Exercise task → Pull out every line of the records below and reproduce each one without any change.

Data drawn from a collection
------------------------------

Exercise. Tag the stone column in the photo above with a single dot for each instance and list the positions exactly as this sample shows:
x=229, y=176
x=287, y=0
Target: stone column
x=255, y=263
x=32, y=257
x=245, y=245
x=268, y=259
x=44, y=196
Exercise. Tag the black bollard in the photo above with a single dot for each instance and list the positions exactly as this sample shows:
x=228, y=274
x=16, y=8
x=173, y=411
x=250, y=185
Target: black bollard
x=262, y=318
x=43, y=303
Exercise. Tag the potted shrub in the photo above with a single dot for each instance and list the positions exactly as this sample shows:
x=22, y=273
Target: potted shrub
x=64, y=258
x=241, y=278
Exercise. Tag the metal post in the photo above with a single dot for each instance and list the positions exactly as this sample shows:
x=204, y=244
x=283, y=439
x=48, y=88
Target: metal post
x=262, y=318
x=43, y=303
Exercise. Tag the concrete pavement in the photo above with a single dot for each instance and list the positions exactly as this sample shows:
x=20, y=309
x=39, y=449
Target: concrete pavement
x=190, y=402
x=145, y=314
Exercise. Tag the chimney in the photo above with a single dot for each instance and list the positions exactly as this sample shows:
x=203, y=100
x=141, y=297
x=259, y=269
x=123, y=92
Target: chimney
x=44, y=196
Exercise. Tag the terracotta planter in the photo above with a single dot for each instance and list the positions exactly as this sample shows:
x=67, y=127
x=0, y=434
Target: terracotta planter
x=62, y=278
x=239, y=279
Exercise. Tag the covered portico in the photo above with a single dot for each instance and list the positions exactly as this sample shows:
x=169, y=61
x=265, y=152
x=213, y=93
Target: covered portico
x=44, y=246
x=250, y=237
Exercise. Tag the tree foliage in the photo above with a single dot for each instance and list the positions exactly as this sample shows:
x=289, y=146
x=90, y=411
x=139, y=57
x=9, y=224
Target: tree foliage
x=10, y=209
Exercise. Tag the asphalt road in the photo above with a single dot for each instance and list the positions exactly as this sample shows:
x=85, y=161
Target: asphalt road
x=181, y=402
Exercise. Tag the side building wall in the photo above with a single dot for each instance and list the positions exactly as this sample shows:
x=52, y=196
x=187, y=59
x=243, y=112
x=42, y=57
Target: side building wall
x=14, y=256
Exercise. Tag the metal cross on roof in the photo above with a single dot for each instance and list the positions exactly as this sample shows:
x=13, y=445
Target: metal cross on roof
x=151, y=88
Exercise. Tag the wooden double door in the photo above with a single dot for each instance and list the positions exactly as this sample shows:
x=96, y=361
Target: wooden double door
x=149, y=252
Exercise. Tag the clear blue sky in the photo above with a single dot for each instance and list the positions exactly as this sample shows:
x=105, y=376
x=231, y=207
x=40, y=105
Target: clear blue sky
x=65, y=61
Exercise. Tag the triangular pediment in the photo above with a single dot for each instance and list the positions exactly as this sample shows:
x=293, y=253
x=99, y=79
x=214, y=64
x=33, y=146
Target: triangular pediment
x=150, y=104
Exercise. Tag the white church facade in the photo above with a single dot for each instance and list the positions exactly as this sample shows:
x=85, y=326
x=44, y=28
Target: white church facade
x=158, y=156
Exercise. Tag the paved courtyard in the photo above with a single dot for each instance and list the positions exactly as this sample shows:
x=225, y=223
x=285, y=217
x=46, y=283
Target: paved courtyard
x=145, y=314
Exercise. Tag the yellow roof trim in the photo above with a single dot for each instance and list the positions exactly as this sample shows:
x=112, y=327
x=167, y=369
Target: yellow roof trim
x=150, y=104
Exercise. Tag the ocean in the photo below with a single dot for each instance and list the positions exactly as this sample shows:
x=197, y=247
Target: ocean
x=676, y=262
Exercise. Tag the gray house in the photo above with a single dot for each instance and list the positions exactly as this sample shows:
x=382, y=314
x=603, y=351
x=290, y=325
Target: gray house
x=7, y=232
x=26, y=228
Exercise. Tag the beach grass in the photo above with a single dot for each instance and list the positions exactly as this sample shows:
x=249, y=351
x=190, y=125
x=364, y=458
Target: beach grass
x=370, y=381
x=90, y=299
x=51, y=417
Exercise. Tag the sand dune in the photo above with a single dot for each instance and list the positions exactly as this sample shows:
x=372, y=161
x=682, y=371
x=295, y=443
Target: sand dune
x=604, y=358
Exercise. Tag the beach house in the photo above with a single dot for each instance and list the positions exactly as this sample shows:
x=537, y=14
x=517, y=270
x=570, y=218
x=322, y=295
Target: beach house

------------------------------

The result →
Exercise. Tag the stone column in the photo above with a single dot for each instance and list the positions exactly as this sample shows:
x=229, y=176
x=287, y=0
Target: stone column
x=255, y=263
x=32, y=257
x=245, y=245
x=268, y=259
x=44, y=196
Exercise. Tag the black bollard in the photo above with a single dot for each instance and list the positions exactly as this sample shows:
x=228, y=274
x=16, y=8
x=173, y=411
x=250, y=185
Target: black bollard
x=262, y=318
x=43, y=303
Exercise. Tag the potted shrub in the photo above with a single dot for each instance and list the positions exactly as this sample shows:
x=22, y=273
Target: potted shrub
x=64, y=258
x=241, y=278
Exercise. Tag the metal post in the photo above with a single dot for each instance and list the positions exactly as this sample shows:
x=204, y=244
x=283, y=439
x=48, y=88
Target: metal post
x=262, y=318
x=43, y=303
Exercise. Tag the concrete pavement in the photo above with a single dot for each instance and list the positions exactly as this sample shows:
x=20, y=309
x=39, y=449
Target: concrete pavement
x=190, y=402
x=145, y=314
Exercise. Tag the chimney in the photo above with a single dot for each instance and list the positions exactly as this sample shows:
x=203, y=100
x=141, y=297
x=259, y=269
x=123, y=92
Target: chimney
x=44, y=196
Exercise. Tag the terracotta planter in the photo above with a single dot for each instance and list the positions exactly as this sample shows:
x=67, y=127
x=0, y=434
Target: terracotta planter
x=62, y=278
x=239, y=279
Exercise. Tag the covered portico in the photo above with a single dot for each instance and list the positions exactly as this sample shows:
x=169, y=61
x=265, y=152
x=213, y=93
Target: covered portico
x=44, y=246
x=250, y=237
Exercise. Tag the tree foliage in the photo above with a single dot for each instance and list the positions exactly as this sample shows:
x=289, y=146
x=90, y=411
x=139, y=57
x=9, y=224
Target: tree foliage
x=10, y=209
Exercise. Tag the asphalt road in the photo above with a single dot for each instance and list the positions exactly as this sample shows:
x=85, y=161
Target: asphalt road
x=181, y=402
Exercise. Tag the side building wall in the photo above with a single dot for each instance and list the positions exactly as this sample shows:
x=52, y=196
x=187, y=59
x=243, y=112
x=42, y=57
Target: side building wall
x=14, y=256
Exercise. Tag the metal cross on roof in the photo above with a single dot for each instance and list the positions exactly as this sample shows:
x=13, y=445
Target: metal cross on roof
x=151, y=88
Exercise. Tag the wooden double door in the photo above with a single dot for each instance and list the positions exactly as this sample shows:
x=96, y=361
Target: wooden double door
x=149, y=252
Exercise. Tag the clear blue sky in the photo above with a single dot for each instance and list the positions exactly as this sample shows:
x=105, y=376
x=231, y=207
x=40, y=105
Target: clear blue sky
x=65, y=61
Exercise. Tag the triangular pediment in the photo above with a single dot for each instance and list the positions exactly as this sample shows:
x=293, y=253
x=99, y=79
x=214, y=64
x=33, y=146
Target: triangular pediment
x=150, y=104
Exercise. Tag the white church facade in the photo above with a single dot for each instance and list the positions exactly as this sample shows:
x=85, y=326
x=44, y=28
Target: white church facade
x=158, y=156
Exercise. Tag the paved courtyard in the photo above with a single dot for each instance and list the positions exactly as this sample shows:
x=225, y=223
x=285, y=217
x=46, y=283
Target: paved courtyard
x=145, y=314
Exercise. Tag the yellow roof trim in the photo above with a single dot for each instance and list the positions exactly as this sample shows:
x=112, y=327
x=167, y=369
Target: yellow roof trim
x=150, y=104
Exercise. Tag the ocean in the photo below with a single dot for each instance and list the positions exactly as this sample shows:
x=197, y=247
Target: ocean
x=676, y=262
Exercise. Tag the gray house in the photo above with a single dot for each instance and list the positions exactly as this sample shows:
x=382, y=314
x=603, y=351
x=290, y=325
Target: gray house
x=7, y=232
x=26, y=228
Exercise. Tag the beach grass in the photo above with a single dot for each instance and list the positions exactly as this sample shows:
x=249, y=351
x=190, y=125
x=364, y=458
Target: beach grass
x=370, y=381
x=90, y=299
x=51, y=417
Exercise. Tag the sand dune in the photo above with a single dot for each instance and list the positions exactly as this sample shows:
x=372, y=161
x=682, y=371
x=295, y=443
Target: sand dune
x=604, y=358
Exercise. Tag the beach house in the photo above with a single dot for each instance and list the positions exactly as this sample shows:
x=537, y=14
x=517, y=270
x=570, y=218
x=322, y=295
Target: beach house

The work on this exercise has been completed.